[Natural-language object grounding data]
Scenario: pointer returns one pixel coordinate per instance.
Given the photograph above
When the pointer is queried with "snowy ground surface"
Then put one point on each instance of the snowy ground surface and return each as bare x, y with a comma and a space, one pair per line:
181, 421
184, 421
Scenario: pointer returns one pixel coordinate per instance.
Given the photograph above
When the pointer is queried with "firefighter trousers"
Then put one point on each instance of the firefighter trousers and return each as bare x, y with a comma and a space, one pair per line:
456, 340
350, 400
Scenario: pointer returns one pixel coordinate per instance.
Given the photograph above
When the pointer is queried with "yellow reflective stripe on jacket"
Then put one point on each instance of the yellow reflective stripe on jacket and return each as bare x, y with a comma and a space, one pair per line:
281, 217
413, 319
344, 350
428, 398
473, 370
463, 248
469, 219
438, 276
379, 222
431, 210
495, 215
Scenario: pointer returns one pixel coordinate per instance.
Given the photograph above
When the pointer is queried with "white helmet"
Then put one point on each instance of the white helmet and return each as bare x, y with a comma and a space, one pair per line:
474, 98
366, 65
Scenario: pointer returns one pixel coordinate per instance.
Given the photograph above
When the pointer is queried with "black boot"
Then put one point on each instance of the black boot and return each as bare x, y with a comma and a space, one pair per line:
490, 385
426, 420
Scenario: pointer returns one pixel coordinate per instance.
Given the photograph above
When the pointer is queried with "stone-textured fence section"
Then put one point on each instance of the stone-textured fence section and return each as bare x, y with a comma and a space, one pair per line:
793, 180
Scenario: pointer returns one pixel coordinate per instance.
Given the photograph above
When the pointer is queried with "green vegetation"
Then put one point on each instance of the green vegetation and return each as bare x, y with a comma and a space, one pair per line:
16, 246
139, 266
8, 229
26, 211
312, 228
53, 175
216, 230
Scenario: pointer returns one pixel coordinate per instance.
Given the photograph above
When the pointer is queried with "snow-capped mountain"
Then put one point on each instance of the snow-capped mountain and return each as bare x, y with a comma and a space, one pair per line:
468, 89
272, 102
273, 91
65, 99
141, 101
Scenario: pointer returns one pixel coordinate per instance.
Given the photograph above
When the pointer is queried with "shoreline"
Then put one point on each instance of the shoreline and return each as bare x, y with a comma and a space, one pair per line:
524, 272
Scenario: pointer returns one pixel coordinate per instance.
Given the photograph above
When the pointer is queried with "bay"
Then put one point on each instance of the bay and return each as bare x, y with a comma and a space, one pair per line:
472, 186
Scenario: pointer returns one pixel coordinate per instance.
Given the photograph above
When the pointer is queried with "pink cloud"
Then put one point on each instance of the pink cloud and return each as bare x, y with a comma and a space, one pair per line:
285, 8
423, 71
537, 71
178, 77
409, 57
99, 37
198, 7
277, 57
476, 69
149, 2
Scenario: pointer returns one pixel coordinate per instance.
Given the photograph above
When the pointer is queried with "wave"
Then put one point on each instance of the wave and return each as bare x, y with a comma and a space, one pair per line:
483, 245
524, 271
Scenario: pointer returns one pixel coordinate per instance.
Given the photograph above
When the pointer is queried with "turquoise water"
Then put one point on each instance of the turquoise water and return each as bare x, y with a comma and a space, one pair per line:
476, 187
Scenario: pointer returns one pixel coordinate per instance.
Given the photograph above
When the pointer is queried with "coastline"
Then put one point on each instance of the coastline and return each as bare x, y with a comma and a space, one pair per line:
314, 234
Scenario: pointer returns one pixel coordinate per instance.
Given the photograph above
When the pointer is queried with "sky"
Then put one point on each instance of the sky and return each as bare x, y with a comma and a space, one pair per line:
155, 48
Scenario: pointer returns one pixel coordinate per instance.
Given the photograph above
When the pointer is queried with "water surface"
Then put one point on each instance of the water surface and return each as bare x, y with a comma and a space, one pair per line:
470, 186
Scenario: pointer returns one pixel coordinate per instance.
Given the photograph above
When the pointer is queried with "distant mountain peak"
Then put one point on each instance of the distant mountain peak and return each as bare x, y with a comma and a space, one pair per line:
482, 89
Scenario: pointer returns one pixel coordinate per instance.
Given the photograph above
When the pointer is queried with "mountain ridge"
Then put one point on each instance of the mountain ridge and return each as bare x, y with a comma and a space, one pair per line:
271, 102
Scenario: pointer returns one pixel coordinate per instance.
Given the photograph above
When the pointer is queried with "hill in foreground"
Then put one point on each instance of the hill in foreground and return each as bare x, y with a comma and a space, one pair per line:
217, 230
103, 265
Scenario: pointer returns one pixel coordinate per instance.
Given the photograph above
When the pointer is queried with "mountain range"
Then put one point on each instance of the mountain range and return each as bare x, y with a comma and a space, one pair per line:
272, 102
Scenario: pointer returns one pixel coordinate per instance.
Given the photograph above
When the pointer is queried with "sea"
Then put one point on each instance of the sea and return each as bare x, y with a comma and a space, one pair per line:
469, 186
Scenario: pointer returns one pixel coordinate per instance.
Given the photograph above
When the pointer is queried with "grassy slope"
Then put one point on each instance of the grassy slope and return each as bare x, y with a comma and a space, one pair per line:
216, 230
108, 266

◆ Exercise details
Your reply should consist of all the records, set down exactly.

◆ Exercise result
Scenario: pointer returns one pixel coordinate per instance.
Given the photograph above
When the pointer is queried with "snowy ground surface"
Then put one point on each instance of the snowy ground surface and return each as bare x, y with a comma and a space, one pair per line:
181, 421
184, 421
Scenario: pointer returns one pixel coordinate per instance.
Given the photograph above
When the pointer is queried with "firefighter trousers"
Then put one point on each instance of the firefighter trousers and return each as bare x, y with a comma and a space, one pair per line:
456, 340
350, 400
Scenario: pointer returns one pixel coordinate per instance.
Given the photograph above
When the pointer is queried with "yellow reflective stripe on jacket"
Then put one point on each instance of the yellow reflective stripe on jacket and return each as bare x, y with a comma and a space, one pair per line:
281, 217
413, 319
344, 350
428, 398
473, 370
463, 248
469, 219
438, 276
379, 222
431, 210
495, 215
Scenario: pointer returns one pixel coordinate per instance.
Given the photograph above
When the pointer is queried with "white helmet"
Then put one point on each instance of the white helmet and return each as bare x, y with a comma and a space, one pair per line:
474, 98
366, 65
Scenario: pointer returns one pixel coordinate per instance.
Given the photograph above
When the pointer is queried with "black boot"
Then put one point on each instance of the black boot and return each as bare x, y with a comma and a space, one pair per line:
490, 385
426, 420
Scenario: pointer returns one pixel coordinate per instance.
Given the photograph above
When the pointer is queried with "stone-textured fence section"
Then put one point on each instance of the stone-textured fence section and return each as bare x, y with a comma and a space, one pair per line:
793, 180
Scenario: pointer returns one pixel coordinate per instance.
Given the photograph above
When the pointer is queried with "green vegetation"
Then put one point on each instance of the green vegetation and return each as bare x, y with a comma and a space, one pair per line:
16, 246
139, 266
8, 229
26, 211
312, 228
53, 175
216, 230
Scenario: pointer returns one pixel coordinate per instance.
Given the photograph above
When the pointer is queried with "snow-capped mountain"
Then put one point on each instance of the snow-capped mountain and return each as bare x, y with a comma and a space, one pair per line:
468, 89
272, 102
273, 91
65, 99
141, 101
Scenario: pointer returns one pixel coordinate per instance.
Given the photograph above
When the pointer is queried with "shoreline"
Then put one point on each instance of the shoreline and return each as bare x, y with a comma and a space, one pair per line:
524, 272
Scenario: pointer returns one pixel coordinate per instance.
Given the photograph above
When the pointer is queried with "bay"
Then put one point on each instance of the bay and return each as bare x, y with a comma and a space, one pair per line:
472, 186
Scenario: pointer returns one pixel coordinate per instance.
Given the photograph above
When the pointer is queried with "pink cloud"
Then put one point on each instance of the pink cloud and return each as bare x, y with a comma and a space, one pair per line:
285, 8
423, 71
537, 71
178, 77
409, 57
99, 37
198, 7
277, 57
476, 69
149, 2
Scenario: pointer returns one pixel coordinate per instance.
Given the photograph above
When the pointer is queried with "wave"
Then put one point on each instance of the wave and return each as bare x, y with a comma and a space, one pair per line:
483, 245
524, 271
Scenario: pointer returns one pixel coordinate per instance.
Given the photograph above
When the pointer is queried with "turquoise water"
Then put one point on each instance of the turquoise water and return each as bare x, y with a comma and a space, one pair per line:
476, 187
Scenario: pointer returns one pixel coordinate per instance.
Given the photograph above
When the pointer is queried with "coastline"
Then put one point on each instance of the coastline and return each as bare x, y with a comma and a space, one pair per line:
314, 234
Scenario: pointer returns one pixel coordinate per instance.
Given the photograph above
When the pointer is queried with "sky"
Then put one point on each instance of the sky and return each as bare x, y with a comma and a space, one pair per line:
155, 48
Scenario: pointer returns one pixel coordinate per instance.
Given the photograph above
When the pointer is queried with "water surface"
Then put one point on each instance of the water surface and return each as bare x, y with a comma and a space, one pair per line:
470, 186
Scenario: pointer returns one pixel coordinate per instance.
Given the photograph above
When the pointer is queried with "distant mountain peak"
Then put one point on each instance of the distant mountain peak and return each as bare x, y with a comma and a space, one pair per line:
482, 89
Scenario: pointer returns one pixel coordinate per instance.
Given the photograph above
When the pointer is queried with "mountain ridge"
Then put one point on each instance of the mountain ridge and return each as bare x, y with a comma and a space, one pair per line:
271, 102
Scenario: pointer returns one pixel coordinate per instance.
Given the photograph above
When the pointer is queried with "hill in foreground"
Then put one point on each instance of the hill in foreground and return each as bare x, y with a comma and a space, one pair per line:
217, 230
103, 265
Scenario: pointer returns one pixel coordinate per instance.
Given the photograph above
When the pointer is queried with "mountain range"
Then put one point on each instance of the mountain range and return each as bare x, y with a comma and a space, one pair per line:
272, 102
Scenario: pointer returns one pixel coordinate per instance.
Given the photograph above
When the pointer is queried with "sea"
Then put one point on each instance of the sea and return each as bare x, y with a comma and a space, one pair per line:
469, 186
Scenario: pointer returns one pixel coordinate per instance.
Given the photograph above
When the pointer is queried with "grassy slope"
Then put one point on each instance of the grassy slope and return each as bare x, y with a comma and a space, one pair per line:
216, 230
108, 266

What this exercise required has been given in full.